(Task details) Every record is to be copied unchanged, except that its pictures are removed.

(Data shown)
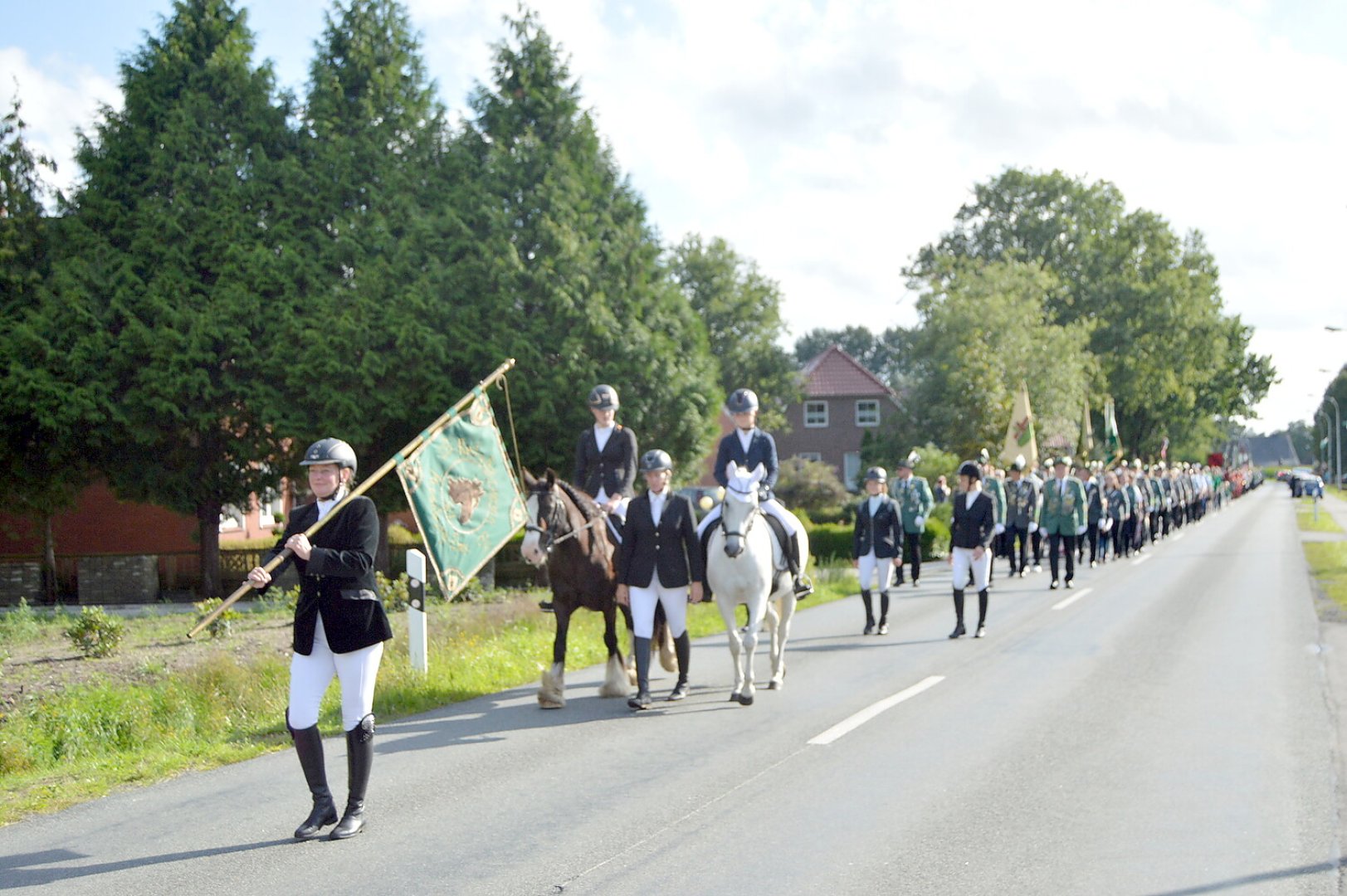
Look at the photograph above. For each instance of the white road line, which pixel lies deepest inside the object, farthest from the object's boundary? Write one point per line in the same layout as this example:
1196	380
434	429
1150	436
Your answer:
871	710
1072	598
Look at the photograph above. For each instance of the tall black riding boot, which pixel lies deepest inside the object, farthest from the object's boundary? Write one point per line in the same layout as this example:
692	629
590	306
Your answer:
802	584
360	759
683	651
309	745
642	647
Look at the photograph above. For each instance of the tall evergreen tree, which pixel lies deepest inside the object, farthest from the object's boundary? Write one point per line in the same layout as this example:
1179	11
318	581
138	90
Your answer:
741	310
178	272
566	271
1174	360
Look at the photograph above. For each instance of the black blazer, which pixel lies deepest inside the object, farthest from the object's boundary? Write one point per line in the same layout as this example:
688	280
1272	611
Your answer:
671	548
613	469
337	581
882	533
761	450
973	526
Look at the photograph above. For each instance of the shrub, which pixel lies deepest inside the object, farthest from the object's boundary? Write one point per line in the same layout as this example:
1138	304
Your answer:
224	624
96	634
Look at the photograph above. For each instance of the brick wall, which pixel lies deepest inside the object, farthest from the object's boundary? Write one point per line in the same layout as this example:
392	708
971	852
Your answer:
119	580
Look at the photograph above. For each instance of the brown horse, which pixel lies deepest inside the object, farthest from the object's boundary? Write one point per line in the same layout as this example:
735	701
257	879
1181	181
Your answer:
566	533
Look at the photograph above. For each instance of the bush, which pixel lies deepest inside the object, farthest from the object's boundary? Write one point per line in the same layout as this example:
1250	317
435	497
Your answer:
224	624
96	634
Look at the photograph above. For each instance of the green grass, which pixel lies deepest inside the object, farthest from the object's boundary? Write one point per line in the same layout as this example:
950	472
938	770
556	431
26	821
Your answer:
1307	522
89	740
1329	566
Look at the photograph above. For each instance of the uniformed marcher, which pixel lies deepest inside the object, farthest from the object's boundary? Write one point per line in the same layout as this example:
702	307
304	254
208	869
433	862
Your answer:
916	501
659	562
1022	503
1063	518
339	630
877	544
749	446
971	531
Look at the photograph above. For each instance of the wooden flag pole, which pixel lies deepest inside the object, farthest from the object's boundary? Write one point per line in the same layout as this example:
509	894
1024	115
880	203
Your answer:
360	489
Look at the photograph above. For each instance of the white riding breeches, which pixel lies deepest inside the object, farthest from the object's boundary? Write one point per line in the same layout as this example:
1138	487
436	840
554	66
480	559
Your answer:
964	562
642	608
876	569
310	677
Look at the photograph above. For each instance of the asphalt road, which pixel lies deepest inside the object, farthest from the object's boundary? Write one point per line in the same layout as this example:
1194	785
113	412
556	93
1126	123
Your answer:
1168	731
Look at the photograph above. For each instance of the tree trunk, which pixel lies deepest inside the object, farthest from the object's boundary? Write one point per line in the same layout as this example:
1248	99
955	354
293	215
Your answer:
207	519
49	561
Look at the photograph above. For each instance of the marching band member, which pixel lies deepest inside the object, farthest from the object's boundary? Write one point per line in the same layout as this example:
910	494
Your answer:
656	562
339	630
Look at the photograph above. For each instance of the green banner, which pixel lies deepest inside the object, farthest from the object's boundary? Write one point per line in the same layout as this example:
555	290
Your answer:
462	494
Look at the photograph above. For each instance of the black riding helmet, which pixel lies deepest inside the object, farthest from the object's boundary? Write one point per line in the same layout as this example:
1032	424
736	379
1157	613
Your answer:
330	451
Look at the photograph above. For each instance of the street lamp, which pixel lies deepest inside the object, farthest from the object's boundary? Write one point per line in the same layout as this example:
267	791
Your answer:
1338	438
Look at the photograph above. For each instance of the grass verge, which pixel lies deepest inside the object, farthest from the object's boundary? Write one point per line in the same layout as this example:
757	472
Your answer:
88	740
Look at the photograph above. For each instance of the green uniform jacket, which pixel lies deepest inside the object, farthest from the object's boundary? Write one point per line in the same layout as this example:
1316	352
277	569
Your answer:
1063	514
915	499
996	489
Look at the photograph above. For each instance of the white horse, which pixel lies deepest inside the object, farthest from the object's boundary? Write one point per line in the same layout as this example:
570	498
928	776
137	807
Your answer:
744	565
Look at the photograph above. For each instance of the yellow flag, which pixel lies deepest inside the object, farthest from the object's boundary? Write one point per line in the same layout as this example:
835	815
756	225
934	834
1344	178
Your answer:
1020	438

(Solution for this problem)
Look at the photograph above. For each instance of the white road line, which pixel lies deepest inside the object, farthest from the object's boundary? Write one point per line in the same layout as this example:
1196	380
434	429
1150	436
Your answer:
871	710
1072	598
Look at the photograph above. For each instance of the tall black riding boot, which pixel lies deepest inside the object, farthest from the object's boundary? Write one point per line in the same layout as this example:
692	629
590	306
Your answer:
802	584
360	759
683	651
309	745
642	647
Look at the photograph above. For each instance of the tall evergreen tree, which pixel lies deepest inside the object, farthest from the object's boundary? Write one point per line in the same layout as this example:
1179	11
318	581
138	90
Your answer:
741	310
178	272
566	271
1174	360
Look at the photograph above. For each instance of the black blazer, which pixel lies deepest inside the object, farthest from the object's boundary? Write one point per line in the same layout as this example:
688	280
1272	611
Your answer:
671	548
613	469
337	581
882	533
761	450
973	526
Look at the photograph above. For each instance of the shrub, which pixel lies deepest inside the object, farthest from the object's boundary? Write one point per line in the same layout as this example:
1138	304
Your answer:
224	624
96	634
Look at the photograph above. For each instance of the brick wall, which pixel lies deepest inside the object, farthest from the object's boundary? Write one point per line in the same layout as this example:
392	708
971	852
Your answer:
119	580
Look at the photograph above. For each instance of the brown horse, which pixel lies deepest inside the object, farthest from the object's boundary? Write one point per line in the same layout as this example:
735	701
257	879
1181	181
Your answer:
566	533
Look at the photograph above. For each instance of the bush, which pixel lies deepest inside the object, farthest from the object's boundary? Write one point per line in the same layout as this example:
1250	317
435	497
Your answer:
224	624
96	634
Look at the photograph above. For each instance of the green grass, which pixel lies deepest inside the object, farthest from the object's boundary? Write one point per line in the same layout as this example:
950	472
938	770
556	431
26	821
Your answer:
1307	522
89	740
1329	566
Look at the photograph above. For each instance of the uniformed marcher, which pixel lies deepest inside the object, farthest from the object's boundary? Write one point per line in the same layout as this example:
702	307
304	254
208	869
433	862
Your answer:
916	501
659	562
1022	503
1063	518
339	630
877	544
749	446
971	531
Look at the photograph above. For each instance of the wooden flag pole, which pixel lies deepest inside the object, farthest from the object's boundary? Write one point per line in the same layout as this example:
509	894
1024	115
880	203
Your answer:
360	489
Look at the photograph above. For each instance of the white riding breeches, which pixel lies deepest inside the object, farthest from the object's boundary? Write one point per line in the same layout as this example:
1138	487
436	840
554	66
480	559
Your answer:
964	562
642	608
876	569
310	677
Look at the photograph above. For each instance of the asphalt road, which pixel lies deepest inside the object, farthest from the object's boundary? Write one point per line in the same layout as this example:
1194	785
113	412
556	93
1126	123
Your answer:
1168	731
Look at the photograph above. For each instance of the tree trunk, which pixel lies deepest inside the object, farthest from the object's boundary? Write one point per line in the same layout as this example:
1248	99
955	354
293	215
Your answer:
207	519
49	561
Look at the photograph above. For each instance of the marching band member, which pixel lies deepest inside the object, farthest from the object's boundary? Write one point per line in the same layout as this example:
910	494
Your answer:
656	562
339	630
Look at the photograph above. For each instance of the green banner, which pixel lies deepest inside the object, farthest from the object's boundary? Write one point per line in the same layout as this example:
555	290
Your answer:
462	494
Look at the photograph above. For each instance of the black riding helmet, which pixel lies deepest inside the object, farthest from the object's boundary? Write one point per line in the same layout as this example:
1032	424
736	379
1157	613
Your answer:
330	451
Look at the photograph above. For each instance of the street lamp, which pixel lies deepest inside the object, farthest from the object's boundary? Write one point per line in the same layout as this example:
267	791
Your answer:
1338	438
Look at the photograph above. For each instance of the grass verge, which pixel lies deepest inside the object, farthest from the object's boundary? Write one point per line in the same layout as this example:
757	472
Your answer:
88	740
Look at the photograph above. For each instance of the green uniform jacket, which pixel lies deepest inside the object, farthest from the object's boundary? Write one point per line in the same layout as this example:
1316	352
277	569
Your answer:
1063	514
915	499
996	489
Look at the photograph above. For each instance of the white horse, which pixel lies deepest inside the object, farthest from the object's boundary? Write one point per line in the same layout as this example:
570	498
928	776
137	807
Your answer:
744	565
Look at the photograph above. For each instance of the yellow flag, which pixel lies deepest inside the object, farthest from the object's boundary? Write one point per line in the same layout as this example:
835	815
756	225
934	834
1344	178
Your answer:
1020	438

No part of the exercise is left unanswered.